*** Opening of Excerpt to read ***

From “The Turing test and our shifting conceptions of intelligence” by Melanie Mitchell.
In her insightful piece, “The Turing Test and our shifting conceptions of intelligence,” Melanie Mitchell challenges the traditional view of the Turing Test as a valid measure of intelligence. She argues that while the test may indicate a machine’s ability to mimic human conversation, it fails to assess deeper cognitive abilities, as demonstrated by the limitations of large language models (LLMs) in reasoning tasks. This prompts us to reconsider what it truly means for a machine to think, moving beyond mere mimicry to a more nuanced understanding of intelligence.
Our understanding of intelligence may be shifting beyond what Turing initially imagined.

*** Close of Excerpt to read ***

» Task: Please extend the passage on the Turing test and machine intelligence, picking up after its final sentence.

*** Opening of Source material ***

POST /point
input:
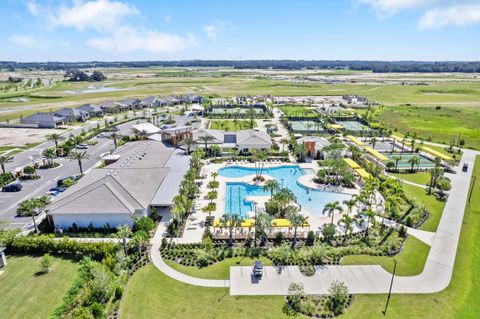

*** Close of Source material ***

» Answer box:
From the article:
On why Turing initially proposed the Turing Test
Turing’s point was that if a computer seems indistinguishable from a human (aside from its appearance and other physical characteristics), why shouldn’t we consider it to be a thinking entity? Why should we restrict “thinking” status only to humans (or more generally, entities made of biological cells)? As the computer scientist Scott Aaronson described it, Turing’s proposal is “a plea against meat chauvinism.”
A common criticism of the Turing Test as a measure of AI capability
Because its focus is on fooling humans rather than on more directly testing intelligence, many AI researchers have long dismissed the Turing Test as a distraction, a test “not for AI to pass, but for humans to fail.”